The problem ▸ Every entry should be returned exactly. Omit none of them.

Record excerpts ▸
· · · · · · ·

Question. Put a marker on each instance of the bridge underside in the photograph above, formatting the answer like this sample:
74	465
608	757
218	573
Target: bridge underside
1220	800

· · · · · · ·

Response to the task ▸
Question. Put a marker on each instance of the bridge underside in the photograph above, formatting the answer like this sample:
74	465
608	757
218	573
Target: bridge underside
1220	800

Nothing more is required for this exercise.